Your goal:
Reproduce every row below word for word, keeping each line unchanged.

** start **

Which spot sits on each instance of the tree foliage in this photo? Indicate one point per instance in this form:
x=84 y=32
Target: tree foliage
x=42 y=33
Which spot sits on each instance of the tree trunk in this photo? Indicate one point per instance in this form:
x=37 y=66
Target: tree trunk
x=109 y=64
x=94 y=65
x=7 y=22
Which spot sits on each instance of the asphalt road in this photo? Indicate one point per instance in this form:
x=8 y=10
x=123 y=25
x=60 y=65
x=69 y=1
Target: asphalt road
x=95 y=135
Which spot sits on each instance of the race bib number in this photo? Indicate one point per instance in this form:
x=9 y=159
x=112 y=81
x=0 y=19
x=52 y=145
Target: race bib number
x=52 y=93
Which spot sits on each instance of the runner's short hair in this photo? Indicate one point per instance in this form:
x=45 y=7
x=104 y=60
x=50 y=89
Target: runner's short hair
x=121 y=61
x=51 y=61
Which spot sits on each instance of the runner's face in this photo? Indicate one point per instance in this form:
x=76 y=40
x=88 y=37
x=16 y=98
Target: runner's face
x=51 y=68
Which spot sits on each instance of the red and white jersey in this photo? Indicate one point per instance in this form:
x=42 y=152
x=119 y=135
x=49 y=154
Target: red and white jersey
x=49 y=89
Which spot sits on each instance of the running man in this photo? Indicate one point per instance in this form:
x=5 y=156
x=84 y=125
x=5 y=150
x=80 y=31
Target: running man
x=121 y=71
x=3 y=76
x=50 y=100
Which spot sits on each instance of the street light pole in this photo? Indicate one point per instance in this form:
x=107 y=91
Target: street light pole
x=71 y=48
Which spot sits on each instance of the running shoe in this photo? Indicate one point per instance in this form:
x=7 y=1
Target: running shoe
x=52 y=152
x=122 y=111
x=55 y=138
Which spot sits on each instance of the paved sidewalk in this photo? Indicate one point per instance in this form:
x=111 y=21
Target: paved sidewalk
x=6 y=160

** end **

Response to this task:
Which spot sits on each instance of the tree foliage in this photo? Indicate one point per instance in this form:
x=84 y=32
Target: tree foliage
x=42 y=33
Which spot sits on each instance of the tree trunk in this photo? Indicate one point per instance in this form:
x=37 y=66
Target: tree trunk
x=109 y=64
x=94 y=65
x=7 y=22
Which spot sits on each instance of the asphalt road in this photo? Indicate one point per instance in this form:
x=8 y=10
x=123 y=25
x=60 y=65
x=69 y=1
Target: asphalt road
x=95 y=135
Which spot sits on each instance of the race bib number in this photo? Indicate one point per instance in this form:
x=9 y=159
x=112 y=81
x=0 y=19
x=52 y=145
Target: race bib number
x=52 y=93
Which spot sits on each instance of the runner's short hair in this photo? Indicate one point per instance in this form:
x=45 y=7
x=104 y=60
x=50 y=89
Target: runner's short hair
x=121 y=61
x=51 y=61
Which spot sits on each instance of the runner's face in this photo? Indicate one point per instance in this form:
x=76 y=40
x=88 y=37
x=16 y=98
Target: runner's face
x=51 y=68
Which spot sits on each instance of the red and white jersey in this photo? Indicate one point per instance in this form:
x=42 y=152
x=119 y=135
x=49 y=154
Target: red and white jersey
x=49 y=89
Which spot sits on each instance of the running man in this photo? Indicate one point per instance in this form:
x=5 y=156
x=84 y=125
x=5 y=150
x=80 y=31
Target: running man
x=121 y=71
x=3 y=76
x=50 y=100
Which spot sits on each instance of the street light pole in this photo? Indicate one point per instance in this form:
x=107 y=91
Target: street light pole
x=71 y=48
Which spot sits on each instance of the running shoe in this photo? Indicate one point per instance in this form:
x=7 y=1
Target: running shoe
x=52 y=152
x=122 y=111
x=55 y=138
Which spot sits on each instance of the paved sidewalk in this photo? Indicate one point per instance in this form:
x=111 y=21
Target: paved sidewalk
x=6 y=160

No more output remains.